- What the exercise asks:
Your copy of the lines below must match them exactly and contain no images.

- Data for the task:
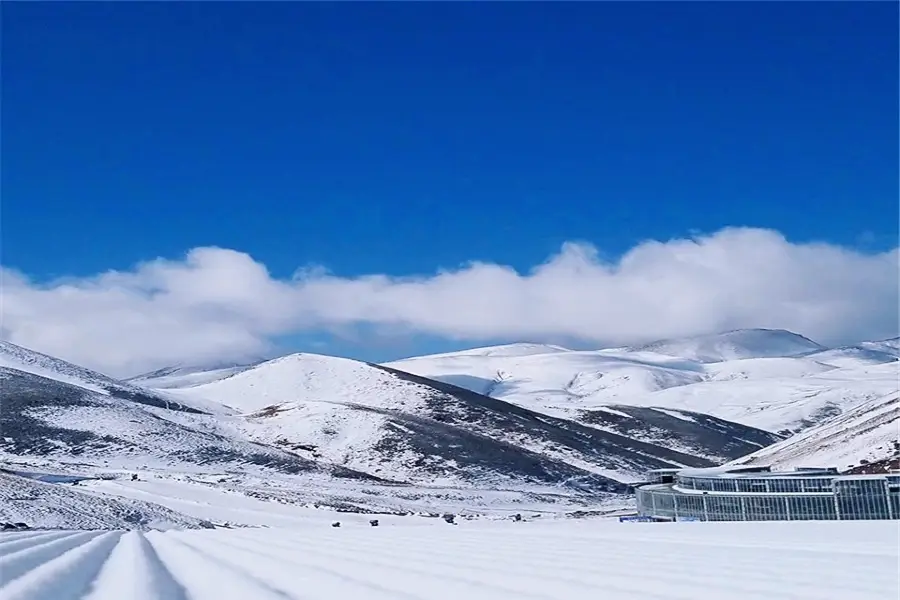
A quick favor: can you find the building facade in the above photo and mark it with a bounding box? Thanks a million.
[635,465,900,521]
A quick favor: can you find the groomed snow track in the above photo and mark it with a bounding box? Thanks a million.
[1,521,897,600]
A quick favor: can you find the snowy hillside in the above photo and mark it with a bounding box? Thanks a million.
[0,471,210,530]
[0,367,371,480]
[171,353,747,486]
[3,330,894,530]
[859,336,900,355]
[127,364,255,390]
[386,329,899,436]
[386,346,707,414]
[0,341,230,416]
[0,342,639,527]
[731,392,900,472]
[411,343,573,359]
[0,459,626,530]
[2,341,767,525]
[632,362,898,434]
[2,521,896,600]
[802,338,900,369]
[625,328,825,363]
[578,405,780,463]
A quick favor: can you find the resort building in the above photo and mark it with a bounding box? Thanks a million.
[634,465,900,521]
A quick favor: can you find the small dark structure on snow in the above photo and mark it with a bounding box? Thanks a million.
[442,513,456,525]
[369,519,379,527]
[331,521,341,528]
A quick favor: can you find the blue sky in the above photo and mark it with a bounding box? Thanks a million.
[2,2,898,370]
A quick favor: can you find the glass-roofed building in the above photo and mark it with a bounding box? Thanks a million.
[634,465,900,521]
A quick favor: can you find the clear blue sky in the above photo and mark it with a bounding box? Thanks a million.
[4,2,897,282]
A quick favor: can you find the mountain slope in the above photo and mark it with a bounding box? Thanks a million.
[0,366,375,481]
[0,471,210,530]
[386,347,706,415]
[386,332,898,435]
[730,392,900,472]
[638,362,898,434]
[0,341,228,415]
[578,405,782,463]
[170,353,754,486]
[801,339,900,369]
[408,343,573,359]
[859,337,900,355]
[127,364,255,390]
[625,329,825,363]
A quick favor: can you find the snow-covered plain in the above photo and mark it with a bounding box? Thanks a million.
[1,520,896,600]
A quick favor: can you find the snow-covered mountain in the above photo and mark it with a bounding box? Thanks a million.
[167,353,771,486]
[0,340,777,495]
[800,337,900,369]
[3,328,895,529]
[625,329,825,363]
[127,363,256,390]
[0,342,643,527]
[626,361,897,434]
[0,366,370,480]
[859,337,900,355]
[385,344,707,415]
[0,340,230,415]
[386,330,899,436]
[729,392,899,472]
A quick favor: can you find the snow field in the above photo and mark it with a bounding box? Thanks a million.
[1,520,896,600]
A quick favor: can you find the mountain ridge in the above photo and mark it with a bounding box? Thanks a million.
[384,329,898,437]
[1,341,779,491]
[3,328,894,528]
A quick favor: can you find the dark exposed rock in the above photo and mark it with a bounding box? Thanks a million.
[579,405,783,462]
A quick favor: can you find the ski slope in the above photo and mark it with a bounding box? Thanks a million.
[1,521,896,600]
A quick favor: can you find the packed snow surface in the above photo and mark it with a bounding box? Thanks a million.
[1,520,895,600]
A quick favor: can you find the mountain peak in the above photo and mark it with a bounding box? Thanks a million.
[627,329,824,364]
[397,343,572,362]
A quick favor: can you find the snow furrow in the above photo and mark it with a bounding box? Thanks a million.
[144,531,303,600]
[223,529,833,600]
[221,530,606,600]
[168,531,422,600]
[0,532,81,554]
[0,521,895,600]
[0,533,53,544]
[0,531,122,600]
[0,531,104,584]
[83,531,189,600]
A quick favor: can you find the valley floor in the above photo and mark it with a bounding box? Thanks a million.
[1,520,895,600]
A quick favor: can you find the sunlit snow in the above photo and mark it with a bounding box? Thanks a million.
[1,520,895,600]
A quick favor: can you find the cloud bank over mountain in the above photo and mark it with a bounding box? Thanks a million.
[2,227,897,376]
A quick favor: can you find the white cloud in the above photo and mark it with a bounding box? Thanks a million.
[2,227,897,377]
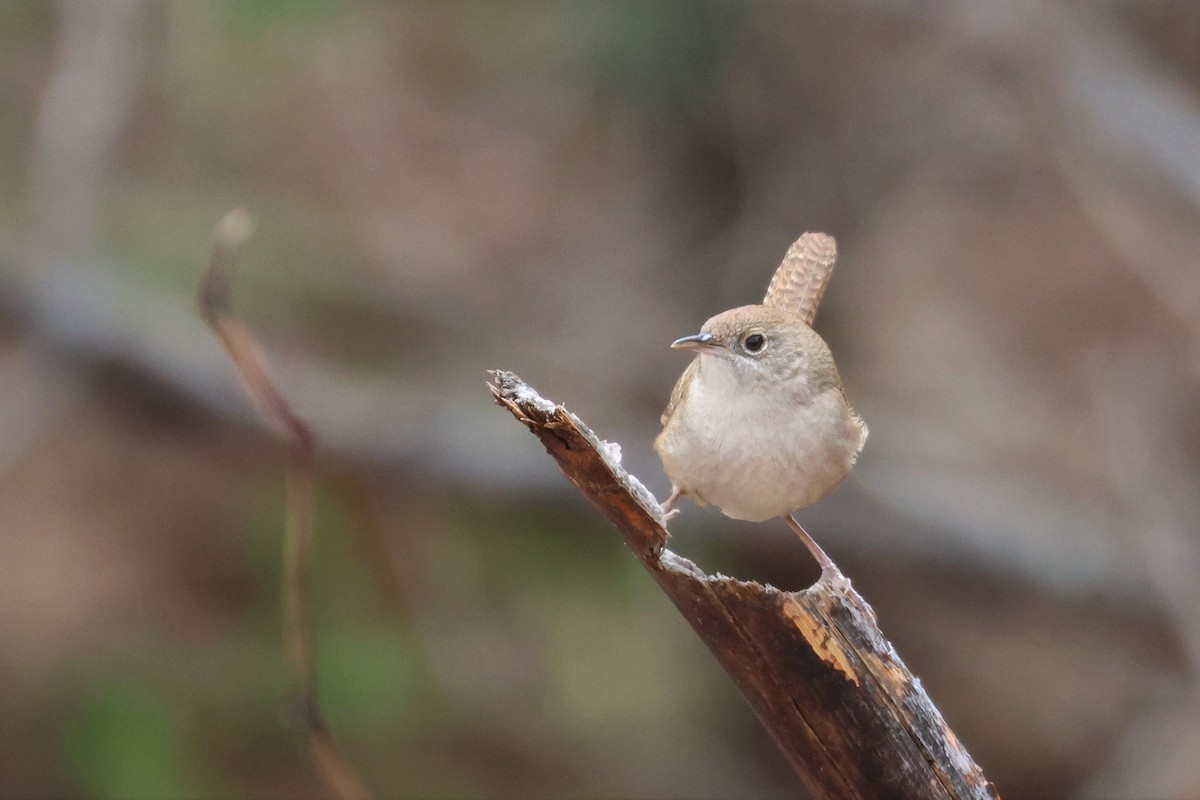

- Output for this exercise:
A quick favor: can you find the building facade in the above photo and mark it with a bounding box? Thanks a million.
[635,465,900,521]
A quick favor: can you find the groomed snow track in the above photo and mark it with a bounding box? Thanks a million.
[1,521,897,600]
A quick favor: can you find the snowy hillside in the above photo and mark it with a bounding box? Thanks a million.
[0,471,210,530]
[0,367,371,480]
[171,353,747,486]
[3,330,894,530]
[859,336,900,355]
[127,364,255,390]
[386,329,899,436]
[386,346,707,414]
[0,341,230,416]
[0,342,639,527]
[731,392,900,472]
[411,343,573,359]
[0,459,626,530]
[2,341,767,525]
[632,362,898,434]
[2,521,896,600]
[802,338,900,369]
[625,328,825,363]
[578,405,780,463]
A quick favor: can you find the resort building in the above photo and mark it with a bounding box? Thanks a million.
[634,465,900,521]
A quick favor: can you find the small dark structure on snow in the above photo and mark it with a bounding box? Thanks a million.
[442,513,456,525]
[369,519,379,527]
[331,521,341,528]
A quick favor: can you find the blue sky in the above photo and mark it with a bounding box? Thanks a million.
[2,2,898,370]
A quick favor: can you find the glass-roofed building in the above photo and mark it with a bounding box? Thanks a million.
[634,465,900,521]
A quick favor: can you find the clear blue sky in the above photo and mark it with a bounding box? Thanks a million.
[4,2,897,282]
A quick favor: can you find the mountain slope in the above photo and mark it with a bounding box? Thanks a million.
[0,366,375,481]
[0,471,210,530]
[386,347,706,415]
[386,332,898,435]
[730,392,900,472]
[638,362,898,434]
[0,341,228,415]
[578,405,782,463]
[170,353,754,486]
[801,339,900,369]
[408,343,573,359]
[859,337,900,355]
[127,364,255,390]
[625,329,825,363]
A quick favor: can you find the snow-covered plain in the above photo and mark it with a bounding box? Thanks a million.
[1,520,896,600]
A quick favor: can you find the snow-covered mountain in the above photo and mark it with a bounding box? Thanks a million.
[167,353,771,486]
[0,340,777,495]
[800,337,900,369]
[3,328,895,529]
[625,329,825,363]
[127,363,256,390]
[0,342,643,527]
[626,361,897,434]
[0,366,370,480]
[859,337,900,355]
[385,344,707,415]
[0,340,230,415]
[386,330,899,436]
[729,392,899,472]
A quick favor: can you find the snow field in the above photo and mark it with a bounding box? Thanks a million.
[1,520,896,600]
A quick favor: can you find the mountain ridge in the above photo and mark it with a bounding box? Thanks a million.
[384,329,898,437]
[1,341,779,491]
[3,328,894,528]
A quick favor: can you find the dark exposed rock in the above photo and mark it with a bounding box? Thanks a million.
[579,405,783,462]
A quick favor: can you find the ski slope in the above photo and mark it with a bounding box? Thanks a million.
[1,521,896,600]
A quick favor: can you find the packed snow surface in the above photo and mark it with a bounding box? Thanks a million.
[1,520,895,600]
A quick favor: can you find the mountain peak in the above photo and mark it with a bounding box? Thanks a million.
[627,329,824,364]
[397,343,572,362]
A quick favor: can you find the snow furrow in the above photo and mark it with a bounding box? Thanks a million.
[144,531,303,600]
[223,529,833,600]
[221,530,606,600]
[168,531,422,600]
[0,532,81,554]
[0,521,895,600]
[0,533,53,544]
[0,531,122,600]
[0,531,104,584]
[83,531,189,600]
A quick favor: can you find the valley floor in the above photo and mark it with a bounding box? Thanks a million.
[1,520,895,600]
A quick favor: can you find the sunlit snow in the above photo and mark it with a bounding box? Thanks a million.
[1,520,895,600]
A quick favor: can you find the cloud bank over mountain in the above photo and mark it with a bounding box? Thanks a million.
[2,227,897,376]
A quick favor: can you find the white cloud in the above photo and mark it with a bounding box? Thanks a million.
[2,227,897,377]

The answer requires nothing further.